Source text
--- begin ---
48 Hours In: Delhi

In association with Emirates

Harriet O'Brien finds that a trip to India's capital is a tale of two cities - the planned elegance of New Delhi, and the teeming markets of the old city.

WHY GO NOW?

Because daytime temperatures are pleasant (around 22C), because the city is full of flowers and birdsong, and because if you don't go soon the intense heat of summer will render even stepping outside a painful activity.

TOUCH DOWN

British Airways (0870 850 9850; www.ba.com), Air India (020-8560 9996; www.airindia.com) and Virgin Atlantic (0870 380 2007; virgin-atlantic.com) fly non-stop from Heathrow. Emirates (0870 243 2222; www.emirates.com) flies via Dubai from several UK airports. UK passport holders need a visa. A standard tourist visa costs £30 from the India High Commission in London (0906 844 4544; www.hcilondon.net) or from the consulates in Birmingham (0121- 212 2782) and Edinburgh (0131-229 2144).

GET YOUR BEARINGS

Spread along the west bank of the Yamuna river, Delhi is essentially two cities. Old Delhi is a maze of narrow alleys and bustling markets. It developed as the 17th-century walled city of Shahjahanabad and today it spreads into the Civil Lines further north, which is where the British once lived until they built New Delhi. When the colonial rulers decided to move India's capital from Calcutta, a brand new city was created south of Old Delhi, much of it devised by Edwin Lutyens in the 1920s. New Delhi was built with wide, tree-lined streets and imposing parliamentary buildings. As the city straggles into suburbs, you'll also find the remains of other, older, capitals such as Dhillika and Purana Qila.

Indira Gandhi airport is 23km south-west of New Delhi. The quickest way into town is by taxi - book and pre-pay for the 30-minute journey (around 700 rupees/£8) at the taxi booth in the arrivals hall. Alternatively, coaches depart regularly from the airport, take around 40 minutes and cost about Rs100/£1.20. There is a tourist information stand at the airport, but the biggest tourist office is at Baba Kharak Singh Marg in New Delhi (00 91 11 2336 5358; delhitourism.nic.in; open daily 7am-9pm) (1).
--- end ---
Problem A
List every airline that the Delhi travel guide names as flying from the UK to Delhi.
Problem B
Carry on the Delhi travel guide from the point where it stops.
The data that follow have no connection to the Delhi travel guide.

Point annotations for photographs
--- begin ---
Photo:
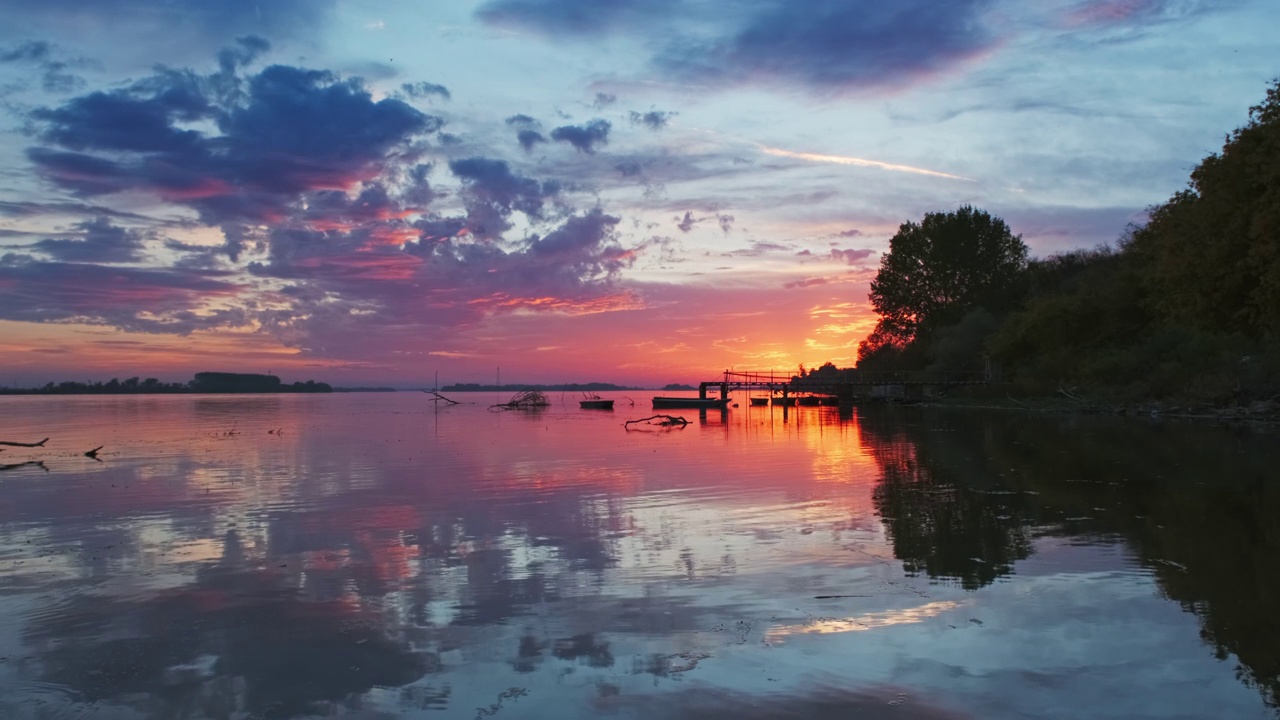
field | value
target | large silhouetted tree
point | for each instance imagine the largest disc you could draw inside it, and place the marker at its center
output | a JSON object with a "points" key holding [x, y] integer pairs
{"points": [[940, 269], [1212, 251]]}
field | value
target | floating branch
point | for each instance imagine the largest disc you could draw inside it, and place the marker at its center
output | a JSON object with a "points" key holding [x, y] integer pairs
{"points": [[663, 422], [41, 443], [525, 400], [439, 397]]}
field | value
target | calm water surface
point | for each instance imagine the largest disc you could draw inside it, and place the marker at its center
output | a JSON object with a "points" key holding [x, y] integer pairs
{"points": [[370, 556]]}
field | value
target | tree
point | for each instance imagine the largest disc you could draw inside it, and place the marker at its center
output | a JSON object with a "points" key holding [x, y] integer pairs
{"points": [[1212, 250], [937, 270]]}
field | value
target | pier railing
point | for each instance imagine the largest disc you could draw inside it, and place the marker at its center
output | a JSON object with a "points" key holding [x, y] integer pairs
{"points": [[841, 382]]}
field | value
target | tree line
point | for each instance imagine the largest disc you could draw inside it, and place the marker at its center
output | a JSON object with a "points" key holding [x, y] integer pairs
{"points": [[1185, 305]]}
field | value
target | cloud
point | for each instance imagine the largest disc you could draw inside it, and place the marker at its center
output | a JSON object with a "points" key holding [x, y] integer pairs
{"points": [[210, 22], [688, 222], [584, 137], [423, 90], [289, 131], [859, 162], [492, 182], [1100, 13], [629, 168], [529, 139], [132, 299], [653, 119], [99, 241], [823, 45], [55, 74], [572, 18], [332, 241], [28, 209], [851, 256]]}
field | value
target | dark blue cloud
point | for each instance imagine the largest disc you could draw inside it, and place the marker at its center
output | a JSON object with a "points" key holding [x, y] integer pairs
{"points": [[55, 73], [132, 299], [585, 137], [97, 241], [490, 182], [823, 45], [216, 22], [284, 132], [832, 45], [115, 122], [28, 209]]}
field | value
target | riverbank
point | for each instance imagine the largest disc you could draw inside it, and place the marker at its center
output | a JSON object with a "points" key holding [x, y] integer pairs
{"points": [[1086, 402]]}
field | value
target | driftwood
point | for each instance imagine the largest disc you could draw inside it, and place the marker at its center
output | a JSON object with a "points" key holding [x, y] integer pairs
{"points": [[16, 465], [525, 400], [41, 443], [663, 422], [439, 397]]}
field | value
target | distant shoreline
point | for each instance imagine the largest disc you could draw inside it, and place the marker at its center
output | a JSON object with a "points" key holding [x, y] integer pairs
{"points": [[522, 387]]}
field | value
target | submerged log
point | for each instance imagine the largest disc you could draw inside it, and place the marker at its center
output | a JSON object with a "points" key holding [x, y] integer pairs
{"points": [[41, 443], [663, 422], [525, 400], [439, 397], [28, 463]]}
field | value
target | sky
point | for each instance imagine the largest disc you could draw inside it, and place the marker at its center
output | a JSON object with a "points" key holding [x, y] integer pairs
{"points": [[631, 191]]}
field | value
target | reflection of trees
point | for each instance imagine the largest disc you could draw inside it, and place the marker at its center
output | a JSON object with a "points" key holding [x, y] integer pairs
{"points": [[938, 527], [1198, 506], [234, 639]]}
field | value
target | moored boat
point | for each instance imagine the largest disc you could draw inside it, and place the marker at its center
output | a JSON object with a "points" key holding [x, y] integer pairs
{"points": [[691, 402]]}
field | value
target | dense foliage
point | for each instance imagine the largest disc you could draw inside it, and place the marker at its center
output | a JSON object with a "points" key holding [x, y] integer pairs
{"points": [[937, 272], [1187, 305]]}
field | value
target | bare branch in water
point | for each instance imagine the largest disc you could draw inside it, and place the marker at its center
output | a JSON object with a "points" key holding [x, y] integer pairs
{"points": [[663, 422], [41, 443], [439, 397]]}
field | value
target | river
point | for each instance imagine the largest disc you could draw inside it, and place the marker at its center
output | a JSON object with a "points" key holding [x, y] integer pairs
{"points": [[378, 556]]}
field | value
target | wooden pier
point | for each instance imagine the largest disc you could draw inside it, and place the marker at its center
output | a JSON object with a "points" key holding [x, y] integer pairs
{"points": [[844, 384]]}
--- end ---
Task answer A
British Airways, Air India, Virgin Atlantic, Emirates

Task answer B
CHECK IN

Most international flights arrive and depart in the early hours, so if you are in town only for a couple of days, spend a night near the airport on your way in or out of the city. The clean and comfortable Shanti Palace (2) at A-67 Mahipalpur Extension, National Highway 8 (00 91 11 2678 1271; www.shantipalace.com) is about 10 minutes' drive from the airport. Work should soon be completed on a new wing containing a Japanese restaurant and pool. Doubles cost around Rs3,300 (£39), with breakfast. At Connaught Circus in the centre of New Delhi you'll find a number of mid-priced hotels, most of which

offer clean-ish accommodation and a take-it-or-leave-it attitude. The marble-clad Marina (3) at G Block, Connaught Circus (00 91 11 2332 4658) also has an in-house travel agent and, somewhat eccentrically, a franchise dentist. Doubles cost around Rs3,500 (£42) with breakfast. Luxury options include The Imperial Hotel (4) at 1 Janpath (00 91 11 2334 1234; www.theimperialindia.com), a gracious colonial edifice with a touch of Art Deco. Doubles start at $281 (£156) with breakfast and airport transfers.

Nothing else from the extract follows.